----- DOCUMENT EXTRACT -----

6 Tips for Dealing With Difficult Clients

In a perfect world, your interior design roster would be full of clients who are decisive, open to your aesthetic vision, and low-maintenance. But no matter how many dream projects you’ve scored, you’ve probably worked with at least one client who is downright difficult. Whether they struggle to make a decision, text you constantly, or bring their baggage into the project, one thing’s for sure: This type of person makes your work more challenging.

“Determining a person’s own unique style, maximizing a budget, and finding ways to understand any other dynamics at play for a client leaves interior designers with an incredibly tall order,” says Brie Shelly, a Boston-based mental health therapist and consultant.

But just because you don’t see eye to eye with your client doesn’t mean the entire project has to be a nightmare. Below, three mental health experts break down ways to minimize conflict so you can focus on getting your job done and keeping your professional relationships intact.

Working with a bickering couple? Read the room.

----- PROVIDED INFORMATION -----

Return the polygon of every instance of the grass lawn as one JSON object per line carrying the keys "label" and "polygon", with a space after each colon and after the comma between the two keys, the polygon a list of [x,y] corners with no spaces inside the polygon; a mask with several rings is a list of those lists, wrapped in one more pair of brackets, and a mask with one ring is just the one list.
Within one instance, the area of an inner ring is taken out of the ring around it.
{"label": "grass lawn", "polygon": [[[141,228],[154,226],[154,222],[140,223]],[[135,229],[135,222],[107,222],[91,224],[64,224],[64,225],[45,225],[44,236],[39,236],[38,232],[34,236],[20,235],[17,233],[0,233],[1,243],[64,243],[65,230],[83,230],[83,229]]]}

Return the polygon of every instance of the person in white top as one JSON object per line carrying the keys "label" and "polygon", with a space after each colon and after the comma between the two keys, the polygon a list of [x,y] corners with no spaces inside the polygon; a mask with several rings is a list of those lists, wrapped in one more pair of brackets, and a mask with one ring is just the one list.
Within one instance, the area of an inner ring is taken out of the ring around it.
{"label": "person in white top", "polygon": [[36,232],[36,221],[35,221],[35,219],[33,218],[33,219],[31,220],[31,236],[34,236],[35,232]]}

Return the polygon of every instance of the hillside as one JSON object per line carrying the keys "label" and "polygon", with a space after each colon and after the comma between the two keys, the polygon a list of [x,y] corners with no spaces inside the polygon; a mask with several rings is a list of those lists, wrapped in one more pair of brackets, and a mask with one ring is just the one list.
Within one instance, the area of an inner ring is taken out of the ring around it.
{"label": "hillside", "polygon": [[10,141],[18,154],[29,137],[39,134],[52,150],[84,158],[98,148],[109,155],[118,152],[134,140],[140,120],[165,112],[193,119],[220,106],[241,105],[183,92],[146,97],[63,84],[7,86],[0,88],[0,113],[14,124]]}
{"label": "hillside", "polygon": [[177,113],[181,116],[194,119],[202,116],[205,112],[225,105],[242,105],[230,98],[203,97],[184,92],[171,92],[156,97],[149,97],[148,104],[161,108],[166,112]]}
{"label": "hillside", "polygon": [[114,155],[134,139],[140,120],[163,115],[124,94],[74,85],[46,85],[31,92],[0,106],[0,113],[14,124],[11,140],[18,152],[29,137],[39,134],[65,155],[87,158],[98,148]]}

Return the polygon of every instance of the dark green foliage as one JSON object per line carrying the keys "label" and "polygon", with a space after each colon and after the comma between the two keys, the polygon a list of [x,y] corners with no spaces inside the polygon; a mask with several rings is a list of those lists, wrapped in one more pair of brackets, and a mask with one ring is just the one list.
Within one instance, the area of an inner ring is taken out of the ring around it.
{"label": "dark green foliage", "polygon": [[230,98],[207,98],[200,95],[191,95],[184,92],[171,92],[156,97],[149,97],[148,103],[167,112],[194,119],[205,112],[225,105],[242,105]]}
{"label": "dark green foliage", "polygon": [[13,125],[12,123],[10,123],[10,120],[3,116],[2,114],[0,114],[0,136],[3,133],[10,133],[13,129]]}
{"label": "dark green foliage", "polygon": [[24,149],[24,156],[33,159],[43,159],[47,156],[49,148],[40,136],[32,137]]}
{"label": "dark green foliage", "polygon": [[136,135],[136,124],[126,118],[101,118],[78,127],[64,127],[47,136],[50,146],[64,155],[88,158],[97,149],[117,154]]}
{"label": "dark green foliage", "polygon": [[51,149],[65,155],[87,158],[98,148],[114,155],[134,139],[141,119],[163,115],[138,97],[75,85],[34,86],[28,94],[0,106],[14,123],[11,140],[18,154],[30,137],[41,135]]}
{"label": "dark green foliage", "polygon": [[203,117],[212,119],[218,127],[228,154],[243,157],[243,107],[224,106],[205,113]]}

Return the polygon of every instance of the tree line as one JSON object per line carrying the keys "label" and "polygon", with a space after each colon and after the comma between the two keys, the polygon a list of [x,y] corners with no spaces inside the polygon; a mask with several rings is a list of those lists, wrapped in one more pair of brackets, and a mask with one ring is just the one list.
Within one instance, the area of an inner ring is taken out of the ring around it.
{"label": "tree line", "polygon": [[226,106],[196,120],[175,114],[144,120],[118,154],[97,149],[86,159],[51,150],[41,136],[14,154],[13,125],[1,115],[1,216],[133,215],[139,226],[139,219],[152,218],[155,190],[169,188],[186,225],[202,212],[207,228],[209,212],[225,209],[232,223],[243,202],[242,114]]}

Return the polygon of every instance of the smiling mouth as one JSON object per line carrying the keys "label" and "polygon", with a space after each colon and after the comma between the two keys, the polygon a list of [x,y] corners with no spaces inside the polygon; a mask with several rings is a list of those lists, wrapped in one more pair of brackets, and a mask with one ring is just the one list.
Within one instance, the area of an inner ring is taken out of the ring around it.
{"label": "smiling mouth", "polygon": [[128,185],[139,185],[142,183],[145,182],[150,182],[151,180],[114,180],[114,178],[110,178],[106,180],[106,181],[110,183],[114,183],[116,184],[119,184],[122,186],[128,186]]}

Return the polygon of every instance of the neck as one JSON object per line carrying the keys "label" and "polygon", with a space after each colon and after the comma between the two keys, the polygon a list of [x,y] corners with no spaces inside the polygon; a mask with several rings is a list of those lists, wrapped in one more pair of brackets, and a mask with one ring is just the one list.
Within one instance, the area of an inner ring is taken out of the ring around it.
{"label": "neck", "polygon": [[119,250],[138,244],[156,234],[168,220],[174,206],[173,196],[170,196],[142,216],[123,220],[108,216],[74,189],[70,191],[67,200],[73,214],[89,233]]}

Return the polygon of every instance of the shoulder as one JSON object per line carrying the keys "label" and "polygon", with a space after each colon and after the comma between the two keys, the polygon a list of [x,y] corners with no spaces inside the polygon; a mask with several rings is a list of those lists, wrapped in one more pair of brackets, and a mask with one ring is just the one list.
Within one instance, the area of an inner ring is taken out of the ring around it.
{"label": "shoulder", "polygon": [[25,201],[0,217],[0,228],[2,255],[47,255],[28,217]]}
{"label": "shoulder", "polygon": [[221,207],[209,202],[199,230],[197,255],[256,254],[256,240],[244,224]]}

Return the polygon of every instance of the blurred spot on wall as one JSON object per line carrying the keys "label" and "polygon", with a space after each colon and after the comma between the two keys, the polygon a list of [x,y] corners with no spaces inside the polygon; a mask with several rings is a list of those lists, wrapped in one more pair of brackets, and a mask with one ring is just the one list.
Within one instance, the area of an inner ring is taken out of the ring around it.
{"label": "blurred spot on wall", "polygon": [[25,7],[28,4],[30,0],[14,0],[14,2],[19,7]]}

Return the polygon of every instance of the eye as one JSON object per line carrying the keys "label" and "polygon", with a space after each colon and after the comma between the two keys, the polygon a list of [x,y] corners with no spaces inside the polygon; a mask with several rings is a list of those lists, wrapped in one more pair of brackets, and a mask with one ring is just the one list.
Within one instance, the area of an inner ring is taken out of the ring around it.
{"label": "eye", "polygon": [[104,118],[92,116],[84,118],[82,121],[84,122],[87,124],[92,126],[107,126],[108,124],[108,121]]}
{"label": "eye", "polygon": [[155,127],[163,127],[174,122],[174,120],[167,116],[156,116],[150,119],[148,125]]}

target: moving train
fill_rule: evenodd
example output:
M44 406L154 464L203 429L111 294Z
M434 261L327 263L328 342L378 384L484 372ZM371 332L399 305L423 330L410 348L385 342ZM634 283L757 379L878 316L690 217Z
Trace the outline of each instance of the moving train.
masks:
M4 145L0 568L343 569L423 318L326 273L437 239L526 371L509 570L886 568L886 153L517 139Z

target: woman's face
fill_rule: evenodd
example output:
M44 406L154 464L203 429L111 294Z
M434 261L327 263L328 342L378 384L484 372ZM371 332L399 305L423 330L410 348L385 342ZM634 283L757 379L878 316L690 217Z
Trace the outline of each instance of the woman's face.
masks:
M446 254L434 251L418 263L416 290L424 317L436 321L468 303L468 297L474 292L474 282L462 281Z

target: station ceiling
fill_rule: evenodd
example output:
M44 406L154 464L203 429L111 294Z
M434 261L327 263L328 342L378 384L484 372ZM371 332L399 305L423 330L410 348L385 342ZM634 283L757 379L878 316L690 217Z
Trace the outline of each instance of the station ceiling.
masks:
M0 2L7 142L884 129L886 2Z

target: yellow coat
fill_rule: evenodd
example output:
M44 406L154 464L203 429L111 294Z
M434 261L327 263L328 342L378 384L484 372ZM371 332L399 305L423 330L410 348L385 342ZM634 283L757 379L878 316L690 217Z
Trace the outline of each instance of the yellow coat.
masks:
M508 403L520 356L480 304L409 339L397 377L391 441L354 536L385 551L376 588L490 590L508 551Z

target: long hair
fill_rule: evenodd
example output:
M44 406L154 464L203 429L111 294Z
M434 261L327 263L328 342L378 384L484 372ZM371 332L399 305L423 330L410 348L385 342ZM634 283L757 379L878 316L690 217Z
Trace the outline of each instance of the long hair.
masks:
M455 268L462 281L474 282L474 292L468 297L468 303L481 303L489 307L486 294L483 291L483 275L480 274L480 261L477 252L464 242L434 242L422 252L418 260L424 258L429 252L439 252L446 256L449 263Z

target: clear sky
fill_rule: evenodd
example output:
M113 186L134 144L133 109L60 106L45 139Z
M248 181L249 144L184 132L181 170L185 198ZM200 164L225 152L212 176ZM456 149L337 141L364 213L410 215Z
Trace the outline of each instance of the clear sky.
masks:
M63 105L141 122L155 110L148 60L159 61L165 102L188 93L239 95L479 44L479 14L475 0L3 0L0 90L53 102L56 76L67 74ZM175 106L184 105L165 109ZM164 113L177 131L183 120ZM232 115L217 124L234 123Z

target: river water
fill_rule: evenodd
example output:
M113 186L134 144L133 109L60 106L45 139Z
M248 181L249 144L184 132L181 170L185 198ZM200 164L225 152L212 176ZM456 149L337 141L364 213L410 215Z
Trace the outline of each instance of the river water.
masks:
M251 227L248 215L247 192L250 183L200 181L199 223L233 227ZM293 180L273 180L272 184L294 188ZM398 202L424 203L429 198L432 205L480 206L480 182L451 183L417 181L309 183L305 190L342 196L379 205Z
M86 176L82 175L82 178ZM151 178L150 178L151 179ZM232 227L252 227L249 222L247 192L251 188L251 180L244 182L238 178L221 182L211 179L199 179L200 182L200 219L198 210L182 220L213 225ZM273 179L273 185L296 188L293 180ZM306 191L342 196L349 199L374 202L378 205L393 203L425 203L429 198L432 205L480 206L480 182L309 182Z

-----

§ **YOUR TASKS**
A. In the article on difficult interior design clients, why does Brie Shelly call the interior designer's job "an incredibly tall order"? Answer in one to three sentences.
B. In the article on difficult interior design clients, how many mental health experts give advice on minimizing conflict?
C. Continue the article on difficult interior design clients, starting after its final line, "Working with a bickering couple? Read the room."
None of the dataset excerpts are needed for these tasks.

§ **ANSWERS TO THIS EXERCISE**
A. Shelly says designers have to determine a person's own unique style, maximize a budget, and find ways to understand any other dynamics at play for a client. Taken together, these demands make the job an incredibly tall order.

B. Three mental health experts.

C.
Designing a home for a couple can be a rewarding opportunity, a chance to distill their personalities and dynamic into a beautiful space. However, problems can arise if your clients bring their personal drama into the project. Though a couple’s bickering might seem outside of your purview, Shelly encourages you to read the room. Chances are their conflict can shed some light on how to create a drama-free home.

“Don’t try to fix the problem,” she says. “Instead, ask informational questions and then listen. Think of yourself as collecting data while learning what is really at the core of the conflict.”

If money seems to be at the root of every argument, start to recommend budget-friendly fixtures and fabrics. Working with clients with drastically different tastes? Use your expertise to balance their two aesthetics. Shelly also recommends paying attention to who tends to be the final decision maker. That way, you can understand their needs while also considering the other person’s wishes.

“Ultimately, you’re not meant to be their therapist, but are there to help them love their space—so try to keep that as the focus,” she says.

Have a client who can’t make up their mind? Limit their options.

Regardless of its size, every design project is filled with many tiny decisions. While all these choices can feel understandably overwhelming for the end user, it can be frustrating to have your client change their mind every few days.

“Difficult people often need validation by other people, so they may change their minds depending on what they see in the homes of people they envy or value,” says Ramani Durvasula, a clinical psychologist and author. “The more vulnerable a person is to the assessment and validation of others, the more indecisive they will be.”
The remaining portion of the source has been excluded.